EXERCISE REQUIREMENTS →
**A.** According to the model checking page, why should the loop bound set with kani::unwind be neither too large nor too small?
**B.** List every condition whose absence Kani verifies for all possible values of the symbolic variables, as given in the model checking page.

Model checking #

Model checking is about verification that a program works correctly for all possible inputs.

Instead of testing with a single value (like with unit testing) or with a set of values (like with property testing) we check all possible values - and hope that smart algorithms will make it possible to finish testing in a reasonable time.

Prusti #

Prusti is based on Viper - a framework for building verification tools. It uses symbolic execution and Z3 Theorem Prover.

Installation #

Authors recommend using Visual Studio Code extension. Command-line tools can be downloaded from GitHub’s Releases

Usage #

You can simply run Prusti on your code and it will look for:

• absence of reachable panics
• absence of reachable, failing assertions
• absence of integer overflows

Prusti detects all functions in a project (even unreachable ones) and checks them “independently”. It simply assumes that functions arguments can take any value - are bounded only by their types.

Please note that Prusti does not check testing code.

To restrict values, and to define more code’s properties for verification, we have to create specifications for functions.

Function specifications #

The main power of Prusti lays in its ability to specify and validate functions’ contracts (or specifications). A function’s specification consists of pre- and post-conditions.

• Pre-conditions
  • are checked before calls
  • Prust verifies that all calls to the function are done with arguments meeting the pre-conditions
  • Pre-condition limits set of possible values for post-condition checks
• Post-conditions
  • are checked after function returns
  • Prust verifies that post-conditions are meet at all exit-points of the function

In the example below, conditions are implemented with Rust attributes: requires (pre-) and ensures (post-).

Prusti will check if all calls to prusti_check pass the argument that is less or equal to 20.

Then it will check if possible return values from the prusti_check function are below 10 - assuming the input is less or equal to 20.

use prusti_contracts::*;
fn main() { 
    prusti_check(20);
    prusti_check(11);
}

#[requires(x <= 20)]
#[ensures(x < 10)]
fn prusti_check(x: u32) -> u32 {
    if x >= 10 {
        return x / 100;
    }
    return x;
}

If values violating conditions are found, Prusti retruns an error and can produce an example set of values that demonstrate the problem.

Prusti does not support loops automatically

You have to specify body_invariants to enable code verification.

Kani #

Kani is a frontend for CBMC (Bounded Model Checker for C and C++).

Installation #

You can simply use cargo for installation.

cargo install --locked kani-verifier
cargo kani setup

Basic usage #

Kani reasembles normal unit tests writing. You have to write a test and run

cargo kani

However, instead of using concrete values, use kani::any() to create a “symbolic” (or unbounded or nondeterministic) variable. Such variable can take any value (of its type).

Runnig the test, Kani will verify absence of the following conditions for all poosible values of the symbolic variables:

• failing assertions
• panics
• memory safety issues
• integer overflows

If the code to test is too complex, Kani may take long time to finish or even not terminate at all. To overcome this, we can use three features:

• kani::assume - for restricting (bounding) symbolic values. It is a bit similar to Prusti’s pre-conditions
• kani::unwind - for controlling bounds for loops. Kani will assume that loops can loop only the configured amount of times. Greater the amount, slower the execution. But configuring the amount to be too small, Kani will fail too early. This is the mechanism that overcomes Prusti’s limitation with the body_invariant.

RECORD LIST →
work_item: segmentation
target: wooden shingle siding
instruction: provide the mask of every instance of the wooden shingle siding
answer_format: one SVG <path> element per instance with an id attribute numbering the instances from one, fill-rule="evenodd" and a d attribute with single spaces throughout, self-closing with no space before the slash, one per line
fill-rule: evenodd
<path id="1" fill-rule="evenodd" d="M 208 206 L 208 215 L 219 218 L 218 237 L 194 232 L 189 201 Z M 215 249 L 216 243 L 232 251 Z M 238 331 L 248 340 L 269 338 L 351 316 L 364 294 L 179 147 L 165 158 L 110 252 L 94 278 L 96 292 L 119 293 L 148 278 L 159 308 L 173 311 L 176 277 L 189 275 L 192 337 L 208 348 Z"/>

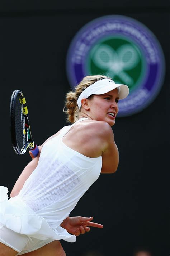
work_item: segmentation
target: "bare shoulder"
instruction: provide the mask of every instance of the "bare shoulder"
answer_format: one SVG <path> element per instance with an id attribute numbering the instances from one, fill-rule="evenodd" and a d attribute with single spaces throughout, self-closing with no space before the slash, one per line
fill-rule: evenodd
<path id="1" fill-rule="evenodd" d="M 88 130 L 90 132 L 91 134 L 95 134 L 96 136 L 101 134 L 104 136 L 113 134 L 110 125 L 104 121 L 88 120 L 83 123 L 80 122 L 79 124 L 80 124 L 79 128 L 82 131 L 84 129 L 86 131 Z"/>

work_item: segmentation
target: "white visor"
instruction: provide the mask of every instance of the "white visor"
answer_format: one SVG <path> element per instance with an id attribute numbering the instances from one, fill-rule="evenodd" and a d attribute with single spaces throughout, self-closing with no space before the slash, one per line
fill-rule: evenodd
<path id="1" fill-rule="evenodd" d="M 127 85 L 115 84 L 111 79 L 101 79 L 92 84 L 83 91 L 77 100 L 79 108 L 80 108 L 82 99 L 87 99 L 92 94 L 103 94 L 116 88 L 118 89 L 118 95 L 120 99 L 126 98 L 129 93 L 129 89 Z"/>

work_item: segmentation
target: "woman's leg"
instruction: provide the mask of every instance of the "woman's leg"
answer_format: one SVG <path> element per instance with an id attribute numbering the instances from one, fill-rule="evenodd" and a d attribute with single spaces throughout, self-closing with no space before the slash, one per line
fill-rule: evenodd
<path id="1" fill-rule="evenodd" d="M 15 256 L 18 253 L 0 242 L 0 256 Z"/>
<path id="2" fill-rule="evenodd" d="M 24 256 L 66 256 L 60 242 L 55 240 L 39 249 L 24 253 Z"/>

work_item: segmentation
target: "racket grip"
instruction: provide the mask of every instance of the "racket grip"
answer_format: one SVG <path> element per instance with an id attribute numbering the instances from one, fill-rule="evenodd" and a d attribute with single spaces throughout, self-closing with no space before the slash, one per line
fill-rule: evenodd
<path id="1" fill-rule="evenodd" d="M 39 153 L 39 149 L 36 144 L 36 147 L 35 147 L 35 148 L 34 149 L 30 149 L 30 150 L 31 151 L 31 153 L 32 153 L 33 155 L 35 157 L 37 156 Z"/>

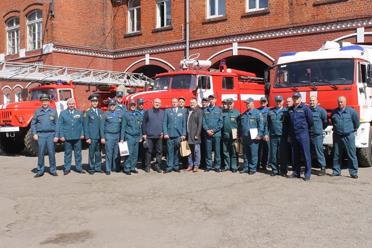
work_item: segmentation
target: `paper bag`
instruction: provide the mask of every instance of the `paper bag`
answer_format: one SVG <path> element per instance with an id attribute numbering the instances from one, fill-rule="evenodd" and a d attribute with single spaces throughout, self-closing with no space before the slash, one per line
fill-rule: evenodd
<path id="1" fill-rule="evenodd" d="M 180 145 L 180 152 L 181 156 L 183 157 L 188 156 L 191 154 L 191 150 L 189 146 L 189 142 L 187 141 L 181 141 Z"/>
<path id="2" fill-rule="evenodd" d="M 128 143 L 126 141 L 124 141 L 123 143 L 119 142 L 118 144 L 120 156 L 122 157 L 129 155 L 129 149 L 128 148 Z"/>

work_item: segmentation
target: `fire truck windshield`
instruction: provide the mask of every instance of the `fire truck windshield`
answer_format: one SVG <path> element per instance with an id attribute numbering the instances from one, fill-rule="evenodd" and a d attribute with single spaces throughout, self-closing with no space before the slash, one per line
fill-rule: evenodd
<path id="1" fill-rule="evenodd" d="M 275 88 L 307 85 L 350 84 L 354 83 L 352 59 L 311 60 L 278 65 Z"/>
<path id="2" fill-rule="evenodd" d="M 57 100 L 57 93 L 54 89 L 43 89 L 32 90 L 30 94 L 30 100 L 38 100 L 41 95 L 46 94 L 49 95 L 50 99 L 53 101 Z"/>

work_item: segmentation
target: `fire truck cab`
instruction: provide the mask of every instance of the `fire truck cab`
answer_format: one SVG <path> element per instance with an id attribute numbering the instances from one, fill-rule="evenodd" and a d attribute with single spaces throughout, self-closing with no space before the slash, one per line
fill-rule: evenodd
<path id="1" fill-rule="evenodd" d="M 347 104 L 359 113 L 360 126 L 355 133 L 360 165 L 372 166 L 372 46 L 349 42 L 326 41 L 319 50 L 287 52 L 278 59 L 273 80 L 266 84 L 270 106 L 275 96 L 285 98 L 298 92 L 308 105 L 310 98 L 318 98 L 318 106 L 329 117 L 338 107 L 337 97 L 344 96 Z M 271 100 L 271 101 L 270 100 Z M 332 127 L 323 131 L 325 151 L 333 147 Z"/>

EXERCISE ANSWERS →
**A.** Kani assumes loops can run only the configured number of times, so a larger bound makes execution slower. A bound that is too small makes Kani fail too early.

**B.**
- Failing assertions
- Panics
- Memory safety issues
- Integer overflows